** Records for the task **
====
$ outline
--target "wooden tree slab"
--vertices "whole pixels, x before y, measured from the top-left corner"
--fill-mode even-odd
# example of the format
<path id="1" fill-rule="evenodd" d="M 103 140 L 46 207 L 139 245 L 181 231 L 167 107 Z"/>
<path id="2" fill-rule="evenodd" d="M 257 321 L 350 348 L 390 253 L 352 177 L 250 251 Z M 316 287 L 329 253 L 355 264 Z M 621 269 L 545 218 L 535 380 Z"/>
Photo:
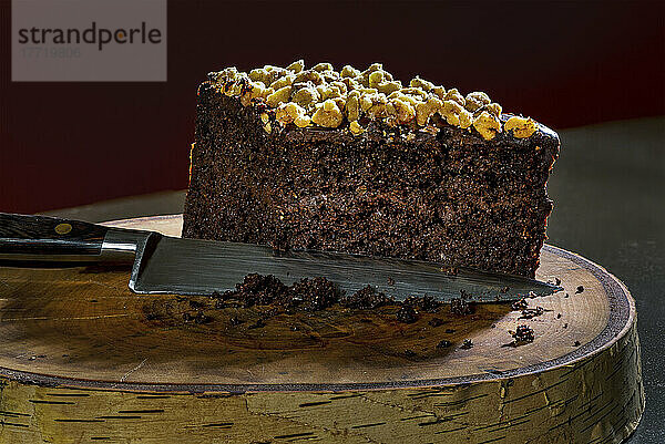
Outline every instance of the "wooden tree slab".
<path id="1" fill-rule="evenodd" d="M 530 300 L 543 314 L 444 309 L 439 327 L 386 308 L 257 328 L 258 308 L 134 295 L 126 270 L 0 268 L 0 443 L 620 442 L 644 410 L 634 301 L 580 256 L 541 260 L 570 295 Z M 508 347 L 521 323 L 535 340 Z"/>

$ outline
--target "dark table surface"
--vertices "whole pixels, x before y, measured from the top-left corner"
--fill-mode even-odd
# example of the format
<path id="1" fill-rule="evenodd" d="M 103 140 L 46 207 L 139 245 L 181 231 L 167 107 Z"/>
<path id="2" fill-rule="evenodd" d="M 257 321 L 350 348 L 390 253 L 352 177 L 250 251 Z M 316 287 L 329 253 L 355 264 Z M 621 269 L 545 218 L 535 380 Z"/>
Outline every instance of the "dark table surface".
<path id="1" fill-rule="evenodd" d="M 560 135 L 548 242 L 604 266 L 636 299 L 646 411 L 627 442 L 665 443 L 665 117 Z M 48 214 L 101 221 L 182 213 L 183 202 L 166 192 Z"/>

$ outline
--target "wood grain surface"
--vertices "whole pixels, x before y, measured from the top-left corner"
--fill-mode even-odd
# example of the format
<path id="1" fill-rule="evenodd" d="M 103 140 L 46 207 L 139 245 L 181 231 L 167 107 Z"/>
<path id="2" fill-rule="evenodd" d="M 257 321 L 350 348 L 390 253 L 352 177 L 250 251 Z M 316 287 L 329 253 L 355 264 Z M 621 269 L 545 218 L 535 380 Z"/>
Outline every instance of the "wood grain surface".
<path id="1" fill-rule="evenodd" d="M 110 225 L 177 236 L 182 218 Z M 644 410 L 634 301 L 580 256 L 541 261 L 565 292 L 529 300 L 533 319 L 388 307 L 260 328 L 262 308 L 134 295 L 129 270 L 0 268 L 0 443 L 620 442 Z M 535 340 L 510 347 L 519 324 Z"/>

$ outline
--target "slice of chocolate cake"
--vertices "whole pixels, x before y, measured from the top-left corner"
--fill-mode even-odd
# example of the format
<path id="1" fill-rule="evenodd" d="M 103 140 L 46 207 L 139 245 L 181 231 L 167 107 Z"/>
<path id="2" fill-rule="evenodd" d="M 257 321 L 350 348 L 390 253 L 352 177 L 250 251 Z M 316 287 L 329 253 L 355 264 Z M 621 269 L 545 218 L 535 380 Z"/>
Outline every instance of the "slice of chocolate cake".
<path id="1" fill-rule="evenodd" d="M 211 73 L 183 236 L 533 277 L 559 137 L 481 92 L 380 64 Z"/>

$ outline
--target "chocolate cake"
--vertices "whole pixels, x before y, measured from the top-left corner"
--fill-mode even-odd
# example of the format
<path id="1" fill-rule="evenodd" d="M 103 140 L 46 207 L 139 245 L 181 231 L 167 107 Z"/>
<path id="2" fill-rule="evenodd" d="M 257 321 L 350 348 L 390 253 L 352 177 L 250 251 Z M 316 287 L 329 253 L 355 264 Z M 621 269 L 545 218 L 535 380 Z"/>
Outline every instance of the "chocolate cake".
<path id="1" fill-rule="evenodd" d="M 198 89 L 183 236 L 533 277 L 559 137 L 375 63 L 229 68 Z"/>

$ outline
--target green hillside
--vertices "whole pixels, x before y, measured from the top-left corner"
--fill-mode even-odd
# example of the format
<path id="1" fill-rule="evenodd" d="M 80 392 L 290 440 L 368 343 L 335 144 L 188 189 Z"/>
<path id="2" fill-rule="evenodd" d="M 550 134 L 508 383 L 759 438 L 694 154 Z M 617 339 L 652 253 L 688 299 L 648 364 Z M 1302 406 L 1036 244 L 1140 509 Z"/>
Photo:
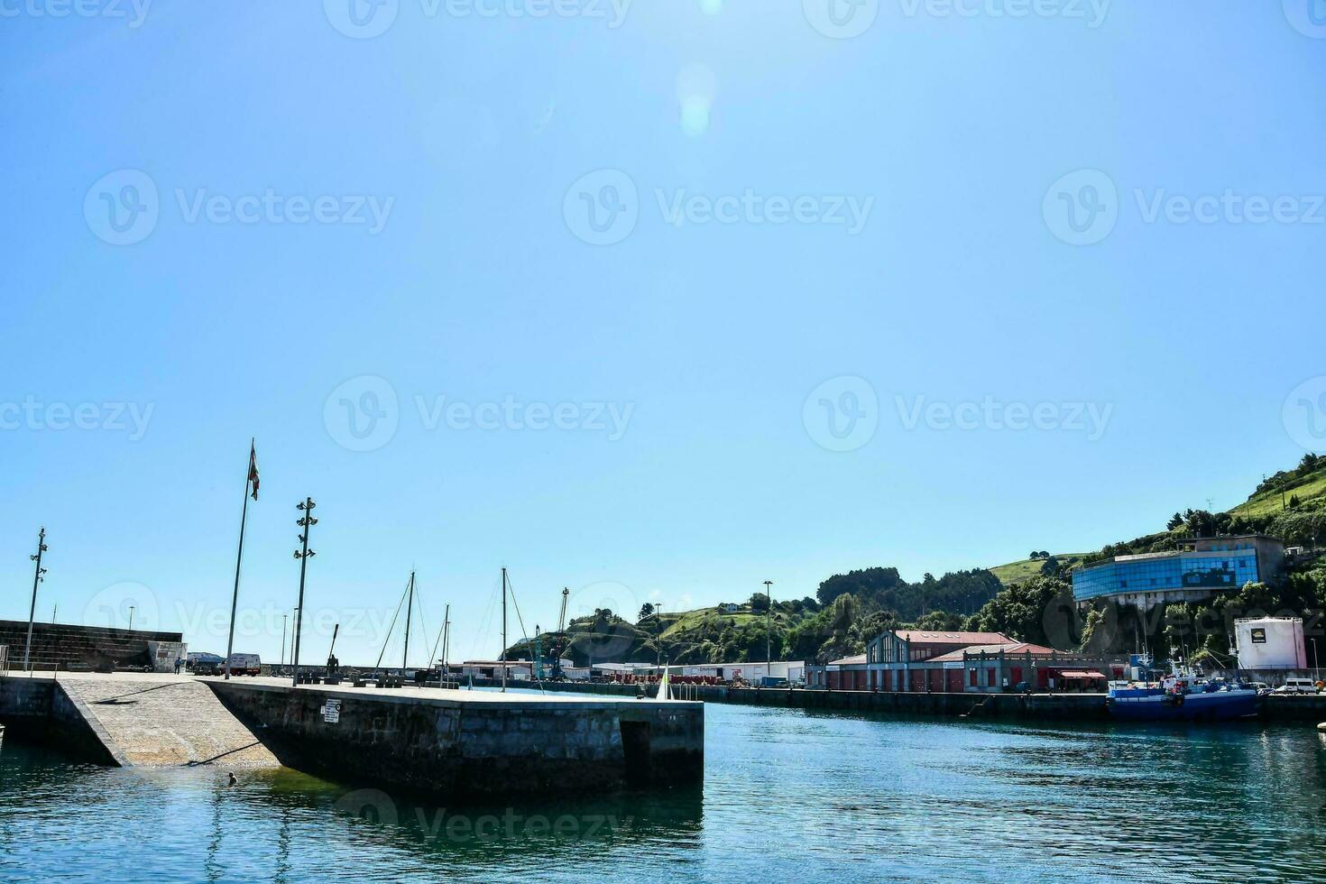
====
** Given request **
Write out all of the data above word for word, omitting the pictures.

** The result **
$ outline
--target "wooden tree slab"
--vertices "whole pixels, x before y, measured from the top-left corner"
--fill-mode even-odd
# example of the format
<path id="1" fill-rule="evenodd" d="M 103 140 L 46 207 L 139 245 L 181 231 L 167 107 Z"/>
<path id="2" fill-rule="evenodd" d="M 257 321 L 350 348 L 390 253 L 352 177 L 250 251 Z M 316 287 L 329 253 L 355 264 Z M 621 269 L 545 218 L 535 380 Z"/>
Photo:
Outline every instance of the "wooden tree slab".
<path id="1" fill-rule="evenodd" d="M 530 300 L 543 314 L 444 309 L 439 327 L 386 308 L 257 328 L 258 308 L 134 295 L 126 270 L 0 268 L 0 443 L 620 442 L 644 410 L 634 301 L 580 256 L 541 260 L 570 295 Z M 508 347 L 521 323 L 535 340 Z"/>

$ outline
--target "dark table surface"
--vertices "whole pixels, x before y, measured from the top-left corner"
--fill-mode even-odd
# example of the format
<path id="1" fill-rule="evenodd" d="M 103 140 L 46 207 L 139 245 L 181 231 L 167 107 Z"/>
<path id="2" fill-rule="evenodd" d="M 257 321 L 350 348 L 390 253 L 352 177 L 250 251 Z M 316 287 L 329 253 L 355 264 Z M 621 269 L 545 218 L 535 380 Z"/>
Outline every instance of the "dark table surface".
<path id="1" fill-rule="evenodd" d="M 560 135 L 548 242 L 604 266 L 636 299 L 646 411 L 627 442 L 665 443 L 665 117 Z M 48 214 L 101 221 L 182 213 L 183 202 L 166 192 Z"/>

$ outline
--target "wood grain surface"
--vertices "whole pixels, x before y, measured from the top-left corner"
--fill-mode even-odd
# example of the format
<path id="1" fill-rule="evenodd" d="M 103 140 L 46 207 L 139 245 L 181 231 L 167 107 Z"/>
<path id="2" fill-rule="evenodd" d="M 257 321 L 350 348 L 390 253 L 352 177 L 250 251 Z M 316 287 L 329 253 L 355 264 Z M 621 269 L 545 218 L 535 380 Z"/>
Outline every instance of the "wood grain surface".
<path id="1" fill-rule="evenodd" d="M 110 225 L 177 236 L 182 218 Z M 644 410 L 634 301 L 580 256 L 541 261 L 565 292 L 529 300 L 533 319 L 388 307 L 260 328 L 262 308 L 134 295 L 129 270 L 0 268 L 0 443 L 620 442 Z M 535 340 L 510 347 L 519 324 Z"/>

$ outline
--target "slice of chocolate cake"
--vertices "whole pixels, x before y, measured from the top-left corner"
--fill-mode even-odd
# example of the format
<path id="1" fill-rule="evenodd" d="M 103 140 L 46 207 L 139 245 L 181 231 L 167 107 Z"/>
<path id="2" fill-rule="evenodd" d="M 257 321 L 350 348 L 390 253 L 352 177 L 250 251 Z M 316 287 L 329 253 L 355 264 Z M 621 269 L 545 218 L 535 380 Z"/>
Outline every instance of the "slice of chocolate cake".
<path id="1" fill-rule="evenodd" d="M 211 73 L 183 236 L 533 277 L 559 137 L 481 92 L 380 64 Z"/>

$ outline
--target "chocolate cake"
--vertices "whole pixels, x before y, measured from the top-left corner"
--fill-mode even-odd
# example of the format
<path id="1" fill-rule="evenodd" d="M 103 140 L 46 207 L 139 245 L 181 231 L 167 107 Z"/>
<path id="2" fill-rule="evenodd" d="M 257 321 L 350 348 L 390 253 L 352 177 L 250 251 Z M 316 287 L 329 253 L 355 264 Z M 621 269 L 545 218 L 535 380 Z"/>
Outline every instance of the "chocolate cake".
<path id="1" fill-rule="evenodd" d="M 198 89 L 183 236 L 533 277 L 559 137 L 375 63 L 229 68 Z"/>

$ outline
--target green hillside
--vertices "whole pixels, x before y, measured from the top-left corner"
--fill-mode even-odd
# example of the format
<path id="1" fill-rule="evenodd" d="M 80 392 L 290 440 L 368 343 L 335 144 L 188 189 Z"/>
<path id="2" fill-rule="evenodd" d="M 550 134 L 508 383 L 759 438 L 694 154 Z M 617 339 L 652 253 L 688 299 L 648 364 Z M 1302 406 L 1036 244 L 1140 509 Z"/>
Photo:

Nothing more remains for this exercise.